**DATA TO USE:**
* * * * * * * * *

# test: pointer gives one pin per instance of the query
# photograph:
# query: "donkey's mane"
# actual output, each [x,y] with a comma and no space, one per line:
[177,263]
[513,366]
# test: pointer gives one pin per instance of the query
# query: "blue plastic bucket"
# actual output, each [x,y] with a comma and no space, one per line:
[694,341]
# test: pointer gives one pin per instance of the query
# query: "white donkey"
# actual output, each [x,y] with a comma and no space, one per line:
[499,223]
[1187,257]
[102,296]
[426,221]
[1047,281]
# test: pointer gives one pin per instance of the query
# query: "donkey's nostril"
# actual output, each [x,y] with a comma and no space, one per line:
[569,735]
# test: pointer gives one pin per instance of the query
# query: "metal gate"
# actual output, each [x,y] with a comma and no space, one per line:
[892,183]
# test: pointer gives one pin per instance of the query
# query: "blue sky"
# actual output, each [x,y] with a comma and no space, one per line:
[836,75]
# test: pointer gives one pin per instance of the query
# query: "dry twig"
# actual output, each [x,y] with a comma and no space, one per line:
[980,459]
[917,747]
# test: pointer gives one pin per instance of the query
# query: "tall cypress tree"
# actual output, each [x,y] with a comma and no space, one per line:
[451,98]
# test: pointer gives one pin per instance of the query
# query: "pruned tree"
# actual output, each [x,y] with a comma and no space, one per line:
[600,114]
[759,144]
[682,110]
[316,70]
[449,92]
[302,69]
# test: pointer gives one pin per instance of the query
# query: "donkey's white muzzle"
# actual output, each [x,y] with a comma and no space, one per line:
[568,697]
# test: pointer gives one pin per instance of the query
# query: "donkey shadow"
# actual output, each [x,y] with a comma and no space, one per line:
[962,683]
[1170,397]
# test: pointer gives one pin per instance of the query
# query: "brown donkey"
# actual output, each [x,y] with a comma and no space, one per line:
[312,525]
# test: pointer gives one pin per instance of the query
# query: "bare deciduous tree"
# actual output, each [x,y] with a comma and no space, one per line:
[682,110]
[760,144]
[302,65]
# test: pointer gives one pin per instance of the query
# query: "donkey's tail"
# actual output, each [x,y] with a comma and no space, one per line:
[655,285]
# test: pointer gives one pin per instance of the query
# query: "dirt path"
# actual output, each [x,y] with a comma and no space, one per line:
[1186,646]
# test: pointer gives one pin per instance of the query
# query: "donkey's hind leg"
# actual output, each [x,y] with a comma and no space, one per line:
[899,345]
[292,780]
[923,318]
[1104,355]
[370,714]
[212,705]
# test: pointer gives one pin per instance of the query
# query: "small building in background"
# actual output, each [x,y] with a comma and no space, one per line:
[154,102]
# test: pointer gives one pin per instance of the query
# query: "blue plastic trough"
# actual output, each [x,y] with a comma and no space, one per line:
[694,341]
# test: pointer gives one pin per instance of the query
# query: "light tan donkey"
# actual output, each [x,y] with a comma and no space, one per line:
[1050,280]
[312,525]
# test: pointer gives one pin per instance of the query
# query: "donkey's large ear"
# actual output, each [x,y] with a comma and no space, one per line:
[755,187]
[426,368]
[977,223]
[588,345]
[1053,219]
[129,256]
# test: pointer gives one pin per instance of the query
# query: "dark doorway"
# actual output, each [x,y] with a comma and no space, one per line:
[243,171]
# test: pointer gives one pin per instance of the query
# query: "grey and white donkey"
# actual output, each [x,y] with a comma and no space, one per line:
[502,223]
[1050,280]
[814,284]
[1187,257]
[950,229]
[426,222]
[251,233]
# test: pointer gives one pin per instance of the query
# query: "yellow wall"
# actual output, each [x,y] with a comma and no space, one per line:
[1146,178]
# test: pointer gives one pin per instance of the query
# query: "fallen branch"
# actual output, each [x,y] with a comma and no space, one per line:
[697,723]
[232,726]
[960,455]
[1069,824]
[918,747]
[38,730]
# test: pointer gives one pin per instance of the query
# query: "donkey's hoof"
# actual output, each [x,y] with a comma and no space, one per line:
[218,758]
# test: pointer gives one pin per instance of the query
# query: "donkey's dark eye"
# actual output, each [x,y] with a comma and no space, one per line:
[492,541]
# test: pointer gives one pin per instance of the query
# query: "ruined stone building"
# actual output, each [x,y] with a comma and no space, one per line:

* * * * * * * * *

**TASK DETAILS:** Quote the whole listing above, leaving nothing out.

**PROBLEM SOLUTION:**
# test: pointer gives one pin per instance of the query
# photograph:
# query: "donkey's mane"
# actual output, each [x,y] with a comma and no space, one per line:
[177,263]
[513,366]
# test: pointer gives one pin per instance of the query
# query: "blue plastic bucket"
# actual output, each [x,y] with a comma and no space, one per line:
[694,341]
# test: pointer gives one pin per instance of the query
# query: "white donkey"
# actual output, each [x,y] with a comma and no space, one per line:
[499,223]
[1187,257]
[102,296]
[426,221]
[1047,281]
# test: pointer gives one pin per instance of the query
# query: "donkey's nostril"
# actual output, each [x,y] with a comma and no space, one per line:
[569,735]
# test: pointer gives one pin per instance of the query
# query: "metal gate"
# actual output, each [x,y] with a comma and no space, one per line:
[892,183]
# test: pointer gives one pin per instance of the query
# query: "blue sky"
# actual output, each [x,y] with a comma and no space, one per line:
[836,75]
# test: pointer gives one pin per instance of the query
# query: "dry twig"
# actual output, each [x,y] with a comma and no space, one per line:
[980,459]
[917,747]
# test: pointer gives one pin per instance of the query
# query: "tall cypress tree"
# actual output, each [x,y] with a comma and no space, one per line:
[451,98]
# test: pointer gives one pin per instance of the query
# query: "pruned tree"
# actual output, each [x,y] with a comma and no space, one per line:
[600,114]
[759,144]
[682,110]
[316,70]
[449,92]
[302,69]
# test: pointer gives one pin per instance of the query
# query: "donkey's white muzzle"
# actual output, each [x,y] with a comma and no space, one per line:
[568,697]
# test: pointer gives one pin per instance of the query
# query: "donkey shadow"
# actual output, each [x,y] with a comma and no space, one per line:
[962,683]
[1170,397]
# test: pointer gives one pin per instance of the query
# query: "brown donkey"
# actual output, each [x,y] with a comma and no space, one per line:
[312,525]
# test: pointer gives one pin per instance of the query
# query: "bare deciduous tree"
# actual output, each [x,y] with a comma and no space, one per line:
[682,110]
[760,144]
[302,65]
# test: pointer gives one pin per instance of the query
# query: "donkey's tail"
# actual output, each [x,y] with a comma and no space, one per line:
[655,285]
# test: pointer gives one pin per instance of the query
# query: "dirt path"
# actual output, each [x,y] with a comma and no space, one per line:
[1186,646]
# test: pointer gives one pin per instance of the query
# query: "donkey's hind leg"
# actual output, each [x,y] with a comma and no space, one per line:
[899,345]
[292,780]
[923,318]
[1104,355]
[370,714]
[212,705]
# test: pointer gives one pin per instance of the query
# query: "small building in background"
# actual output, each [x,y] with a comma and no space, one per line:
[154,102]
# test: pointer gives one pin per instance of the query
# query: "blue plastic trough"
# actual output, each [x,y] with a comma and no space, one per line:
[694,341]
# test: pointer gives one pin per instance of the query
# query: "light tan donkey"
# actual output, each [x,y] with a comma and no space, one per line:
[1050,280]
[312,525]
# test: pointer gives one pin per instance of the query
# query: "donkey's large ear"
# actual output, each [x,y] with a comma and no space, one per line:
[755,187]
[426,368]
[977,223]
[588,345]
[1053,219]
[129,256]
# test: pointer gives one pin per instance of the query
# query: "dark doorway"
# actual output, each [x,y] with a comma and no space, one per line:
[243,171]
# test: pointer gives one pin per instance of the query
# query: "grey and white donkey"
# actual output, each [x,y] with a comma and no space, one per line:
[502,223]
[1050,280]
[814,284]
[1187,257]
[950,229]
[426,222]
[251,233]
# test: pointer gives one pin per instance of the query
# query: "yellow wall"
# actual output, each [x,y] with a comma and no space, one per line:
[1146,178]
# test: pointer gives one pin per instance of the query
# query: "fallen branch"
# actual output, each [x,y] with a comma and no space, one per line:
[697,723]
[232,726]
[960,455]
[1069,824]
[918,747]
[38,730]
# test: pointer gives one pin per instance of the query
# query: "donkey's hoof"
# actual output, each [x,y] with a comma and no space, one per line:
[218,758]
# test: pointer gives one pin per instance of the query
# query: "donkey's dark eye"
# actual output, each [x,y] with a comma and no space, one per line:
[492,541]
# test: pointer gives one pin per instance of the query
# query: "ruined stone building"
# actual output, each [x,y] with a comma and no space, one per line:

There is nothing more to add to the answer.